## WHAT IS NEEDED
Every line from the first record below down to the line that includes "Target: row of binders" must be reproduced exactly; the pictures are not.

(Natural-language object grounding data)
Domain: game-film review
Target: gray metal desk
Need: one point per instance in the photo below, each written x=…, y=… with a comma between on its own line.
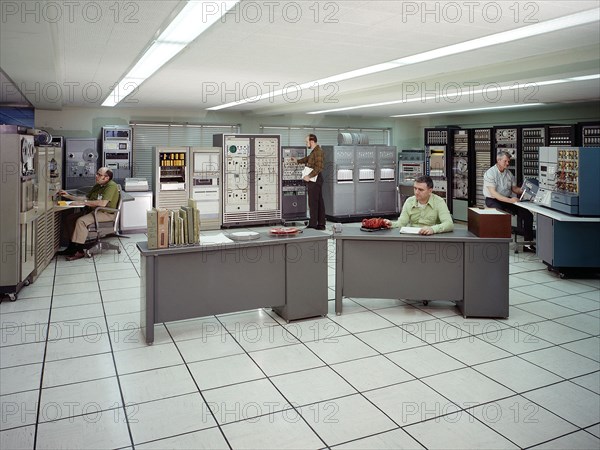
x=286, y=273
x=456, y=266
x=565, y=241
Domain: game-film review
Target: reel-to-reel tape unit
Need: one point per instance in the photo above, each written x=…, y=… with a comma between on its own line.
x=81, y=162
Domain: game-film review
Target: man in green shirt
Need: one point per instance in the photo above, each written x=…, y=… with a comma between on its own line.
x=425, y=210
x=105, y=193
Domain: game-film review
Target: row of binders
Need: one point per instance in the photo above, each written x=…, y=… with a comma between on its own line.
x=173, y=228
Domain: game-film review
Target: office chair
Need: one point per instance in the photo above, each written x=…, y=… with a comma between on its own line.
x=98, y=231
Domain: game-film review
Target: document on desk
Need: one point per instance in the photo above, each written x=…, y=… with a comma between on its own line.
x=488, y=211
x=306, y=171
x=410, y=230
x=215, y=240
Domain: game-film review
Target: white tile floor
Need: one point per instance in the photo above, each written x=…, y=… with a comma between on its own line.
x=76, y=373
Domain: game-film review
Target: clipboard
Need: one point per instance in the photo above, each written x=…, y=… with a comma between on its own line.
x=306, y=171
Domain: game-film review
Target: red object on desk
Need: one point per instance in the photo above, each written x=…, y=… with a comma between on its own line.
x=489, y=223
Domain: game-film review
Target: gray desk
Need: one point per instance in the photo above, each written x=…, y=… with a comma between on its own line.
x=565, y=241
x=286, y=273
x=456, y=266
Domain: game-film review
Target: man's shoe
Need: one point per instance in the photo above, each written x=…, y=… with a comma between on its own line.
x=76, y=256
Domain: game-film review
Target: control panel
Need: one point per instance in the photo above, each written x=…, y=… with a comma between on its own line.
x=81, y=162
x=506, y=140
x=251, y=178
x=294, y=195
x=116, y=152
x=532, y=139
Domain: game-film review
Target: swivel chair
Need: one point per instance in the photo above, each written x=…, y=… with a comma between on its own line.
x=98, y=231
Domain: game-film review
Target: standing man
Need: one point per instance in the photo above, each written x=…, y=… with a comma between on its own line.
x=316, y=161
x=425, y=210
x=498, y=187
x=105, y=193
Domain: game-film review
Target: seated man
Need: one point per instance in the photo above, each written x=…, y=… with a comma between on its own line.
x=105, y=193
x=425, y=210
x=498, y=187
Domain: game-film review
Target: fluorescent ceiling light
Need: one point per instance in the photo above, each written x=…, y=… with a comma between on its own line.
x=560, y=23
x=469, y=110
x=194, y=19
x=470, y=92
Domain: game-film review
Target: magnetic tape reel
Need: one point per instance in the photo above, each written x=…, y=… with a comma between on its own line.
x=90, y=155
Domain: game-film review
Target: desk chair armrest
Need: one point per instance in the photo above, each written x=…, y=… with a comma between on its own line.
x=104, y=209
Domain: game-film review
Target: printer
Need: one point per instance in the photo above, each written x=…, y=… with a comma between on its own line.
x=136, y=184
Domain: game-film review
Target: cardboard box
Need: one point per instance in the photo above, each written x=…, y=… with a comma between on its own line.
x=152, y=226
x=163, y=228
x=489, y=223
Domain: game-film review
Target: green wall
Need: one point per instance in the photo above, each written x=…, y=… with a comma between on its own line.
x=406, y=132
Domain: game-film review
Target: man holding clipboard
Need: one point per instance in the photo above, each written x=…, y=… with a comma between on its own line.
x=312, y=175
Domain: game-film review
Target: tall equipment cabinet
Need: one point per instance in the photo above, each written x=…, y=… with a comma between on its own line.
x=251, y=178
x=589, y=134
x=508, y=139
x=49, y=170
x=360, y=181
x=18, y=197
x=171, y=184
x=116, y=152
x=81, y=162
x=482, y=144
x=294, y=193
x=463, y=191
x=206, y=184
x=438, y=150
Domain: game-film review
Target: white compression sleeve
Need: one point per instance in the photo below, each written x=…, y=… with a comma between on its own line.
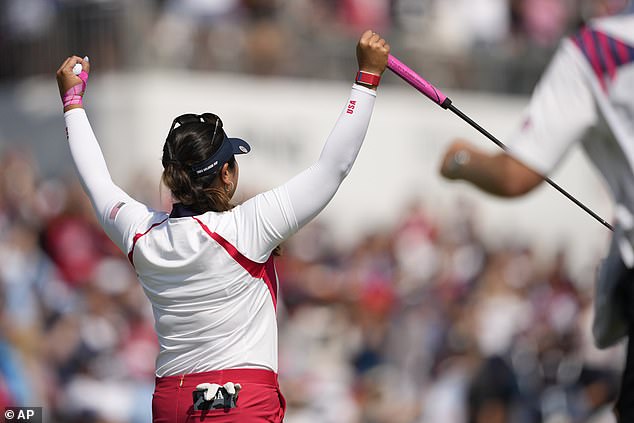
x=90, y=164
x=310, y=191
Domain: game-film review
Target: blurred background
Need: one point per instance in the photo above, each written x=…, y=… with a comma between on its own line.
x=410, y=299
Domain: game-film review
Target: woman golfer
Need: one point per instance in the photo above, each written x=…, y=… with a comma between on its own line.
x=207, y=266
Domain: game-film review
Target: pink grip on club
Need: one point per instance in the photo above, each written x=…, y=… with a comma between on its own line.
x=417, y=81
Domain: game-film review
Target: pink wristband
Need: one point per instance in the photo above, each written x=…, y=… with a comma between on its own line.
x=75, y=94
x=367, y=78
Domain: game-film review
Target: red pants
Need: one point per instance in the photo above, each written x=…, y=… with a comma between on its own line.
x=259, y=400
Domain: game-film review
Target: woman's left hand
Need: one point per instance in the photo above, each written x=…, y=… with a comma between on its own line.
x=66, y=78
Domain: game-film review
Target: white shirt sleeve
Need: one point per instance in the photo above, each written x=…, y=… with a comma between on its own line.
x=116, y=211
x=561, y=111
x=275, y=215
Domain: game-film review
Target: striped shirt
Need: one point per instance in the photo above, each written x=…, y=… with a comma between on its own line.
x=586, y=96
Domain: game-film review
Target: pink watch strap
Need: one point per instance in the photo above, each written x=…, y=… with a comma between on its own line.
x=367, y=78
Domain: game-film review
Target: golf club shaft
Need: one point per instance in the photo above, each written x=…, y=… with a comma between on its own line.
x=443, y=101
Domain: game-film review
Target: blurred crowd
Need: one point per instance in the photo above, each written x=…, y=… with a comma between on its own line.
x=497, y=45
x=417, y=322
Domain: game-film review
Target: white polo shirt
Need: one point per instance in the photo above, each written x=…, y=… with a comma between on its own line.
x=210, y=277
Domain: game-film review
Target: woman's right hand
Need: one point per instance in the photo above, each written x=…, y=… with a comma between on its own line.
x=372, y=52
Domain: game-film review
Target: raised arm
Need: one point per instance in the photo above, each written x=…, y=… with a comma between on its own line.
x=275, y=215
x=91, y=167
x=310, y=191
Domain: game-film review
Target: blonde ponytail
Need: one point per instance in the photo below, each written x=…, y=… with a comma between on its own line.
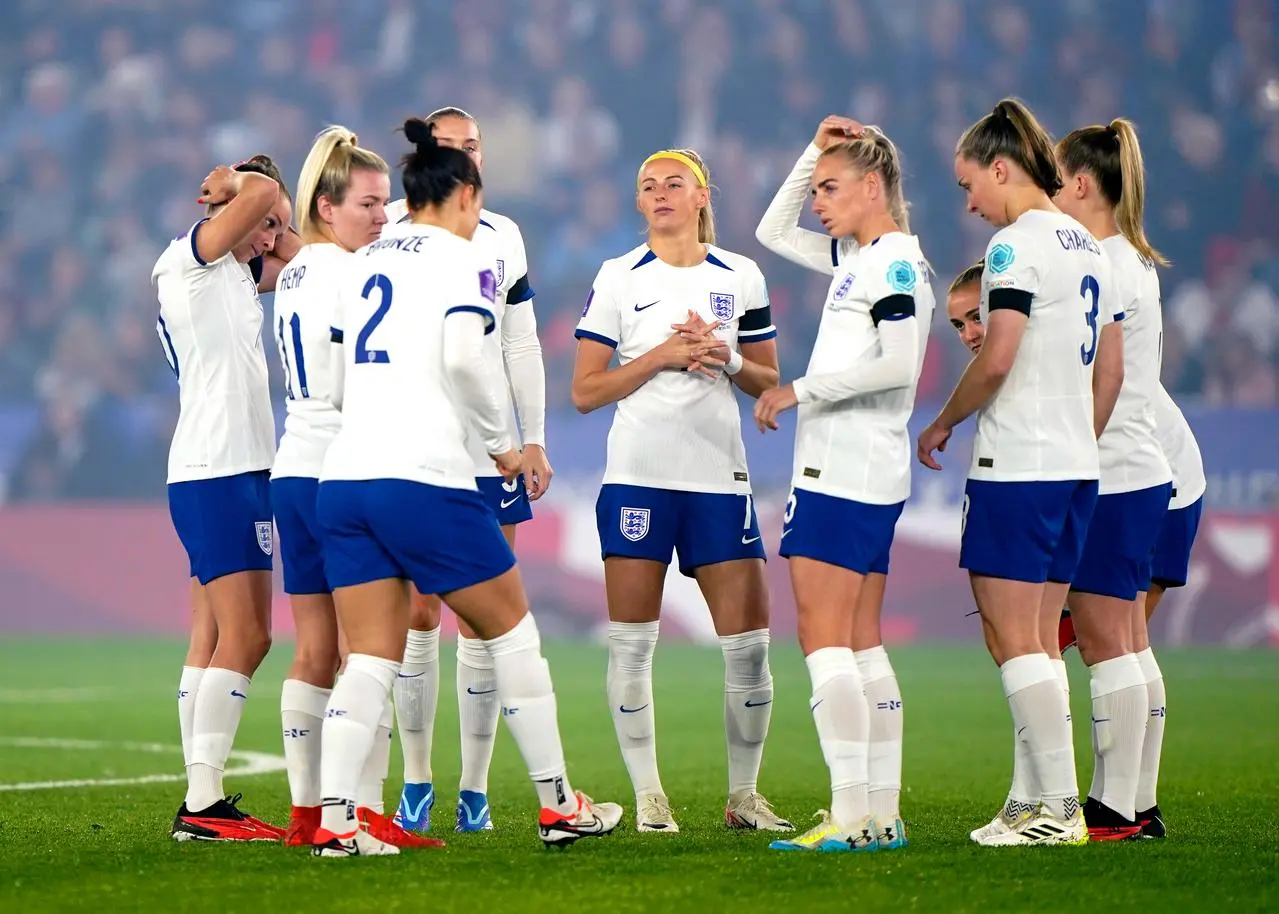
x=1131, y=206
x=326, y=173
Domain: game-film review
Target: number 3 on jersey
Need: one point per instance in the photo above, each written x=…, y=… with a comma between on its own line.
x=1090, y=288
x=381, y=284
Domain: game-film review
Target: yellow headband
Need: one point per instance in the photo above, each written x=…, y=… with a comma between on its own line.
x=675, y=155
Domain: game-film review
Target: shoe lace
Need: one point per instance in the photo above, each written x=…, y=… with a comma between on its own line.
x=656, y=808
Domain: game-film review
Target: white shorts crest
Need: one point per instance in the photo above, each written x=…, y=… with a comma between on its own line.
x=635, y=523
x=264, y=534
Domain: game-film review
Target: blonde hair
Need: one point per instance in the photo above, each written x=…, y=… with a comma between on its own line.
x=968, y=276
x=1012, y=132
x=706, y=215
x=326, y=173
x=874, y=151
x=1112, y=155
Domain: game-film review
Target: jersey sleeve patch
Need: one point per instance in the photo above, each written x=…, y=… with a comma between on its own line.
x=1011, y=299
x=519, y=292
x=489, y=321
x=1000, y=257
x=489, y=286
x=901, y=276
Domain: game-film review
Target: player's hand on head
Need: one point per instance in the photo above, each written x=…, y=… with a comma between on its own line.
x=835, y=129
x=537, y=472
x=219, y=185
x=771, y=404
x=509, y=464
x=933, y=439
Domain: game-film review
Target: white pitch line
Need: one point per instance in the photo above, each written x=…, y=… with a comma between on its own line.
x=253, y=762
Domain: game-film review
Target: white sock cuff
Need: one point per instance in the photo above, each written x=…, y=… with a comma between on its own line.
x=522, y=637
x=1022, y=673
x=745, y=641
x=1114, y=675
x=1149, y=666
x=473, y=653
x=830, y=662
x=422, y=647
x=1063, y=676
x=633, y=632
x=874, y=664
x=303, y=697
x=377, y=669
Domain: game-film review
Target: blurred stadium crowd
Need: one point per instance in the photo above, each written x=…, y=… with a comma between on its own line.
x=113, y=110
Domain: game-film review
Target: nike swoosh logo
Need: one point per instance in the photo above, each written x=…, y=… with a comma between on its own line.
x=421, y=805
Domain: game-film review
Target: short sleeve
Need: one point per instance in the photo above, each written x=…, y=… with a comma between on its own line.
x=756, y=321
x=601, y=321
x=1012, y=262
x=473, y=290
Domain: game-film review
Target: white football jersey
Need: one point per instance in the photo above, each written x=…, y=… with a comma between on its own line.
x=1039, y=425
x=1182, y=450
x=306, y=298
x=399, y=414
x=1129, y=453
x=499, y=240
x=679, y=430
x=860, y=448
x=210, y=327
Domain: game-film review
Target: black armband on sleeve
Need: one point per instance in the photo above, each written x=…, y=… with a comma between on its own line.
x=893, y=308
x=755, y=320
x=1012, y=299
x=519, y=292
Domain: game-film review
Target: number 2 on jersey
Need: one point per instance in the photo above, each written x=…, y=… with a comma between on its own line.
x=1090, y=288
x=297, y=371
x=380, y=283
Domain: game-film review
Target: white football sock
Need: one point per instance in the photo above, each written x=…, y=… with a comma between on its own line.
x=302, y=707
x=478, y=710
x=417, y=693
x=747, y=706
x=843, y=722
x=629, y=688
x=1119, y=713
x=219, y=704
x=528, y=706
x=372, y=779
x=1040, y=712
x=187, y=688
x=354, y=708
x=884, y=702
x=1153, y=747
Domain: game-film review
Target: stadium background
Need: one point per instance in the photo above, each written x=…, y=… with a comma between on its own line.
x=113, y=110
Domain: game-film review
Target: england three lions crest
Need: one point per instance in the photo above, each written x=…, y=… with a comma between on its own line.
x=721, y=306
x=635, y=523
x=264, y=534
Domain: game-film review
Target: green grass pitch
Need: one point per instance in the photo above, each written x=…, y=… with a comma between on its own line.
x=108, y=848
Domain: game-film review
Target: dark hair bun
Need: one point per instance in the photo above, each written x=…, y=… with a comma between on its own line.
x=420, y=133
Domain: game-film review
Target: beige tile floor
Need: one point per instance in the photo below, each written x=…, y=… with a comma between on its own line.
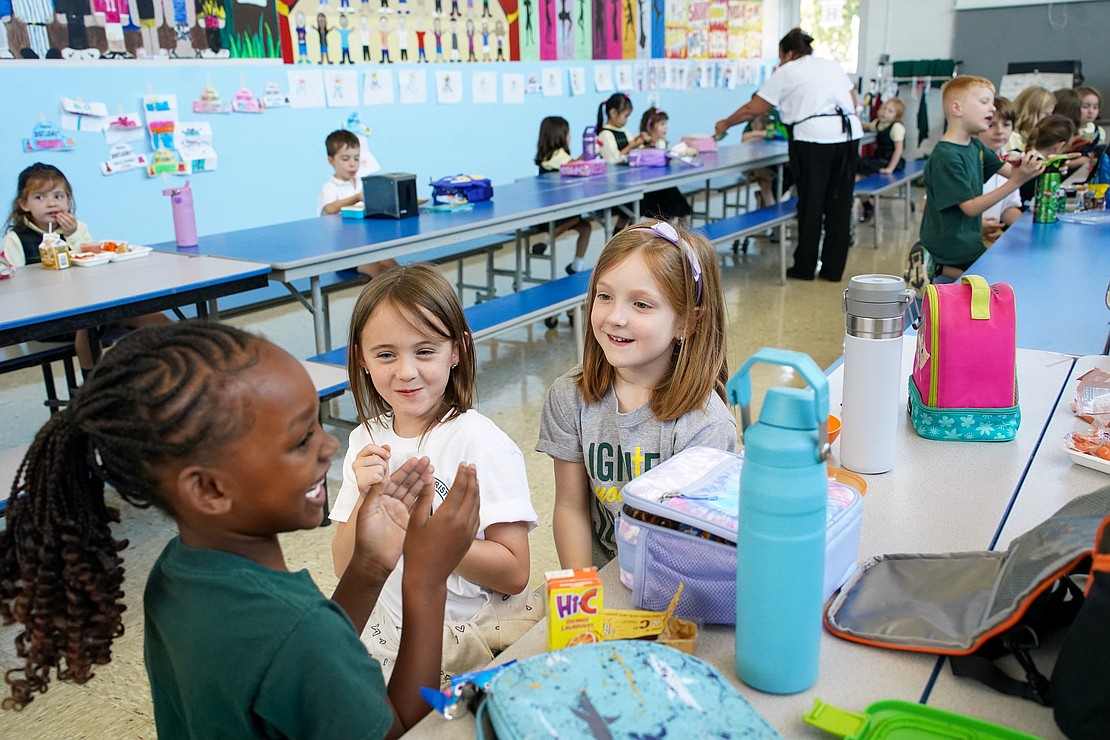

## EXPECTED OUTPUT
Domain: game-film review
Target: gray metal desk
Need: one point per instance in the photo below, each written x=…, y=… with a comma between on its own line.
x=286, y=273
x=456, y=266
x=565, y=241
Domain: game-film review
Target: reel-to-reel tape unit
Need: one point per instance in the photo above, each written x=…, y=… with a comma between on its own line.
x=81, y=162
Domain: game-film review
Target: man in green shirt
Need: one point per instance in the photo above, each written x=…, y=… with a comma between on its own line.
x=425, y=210
x=105, y=193
Domain: game-film review
Target: row of binders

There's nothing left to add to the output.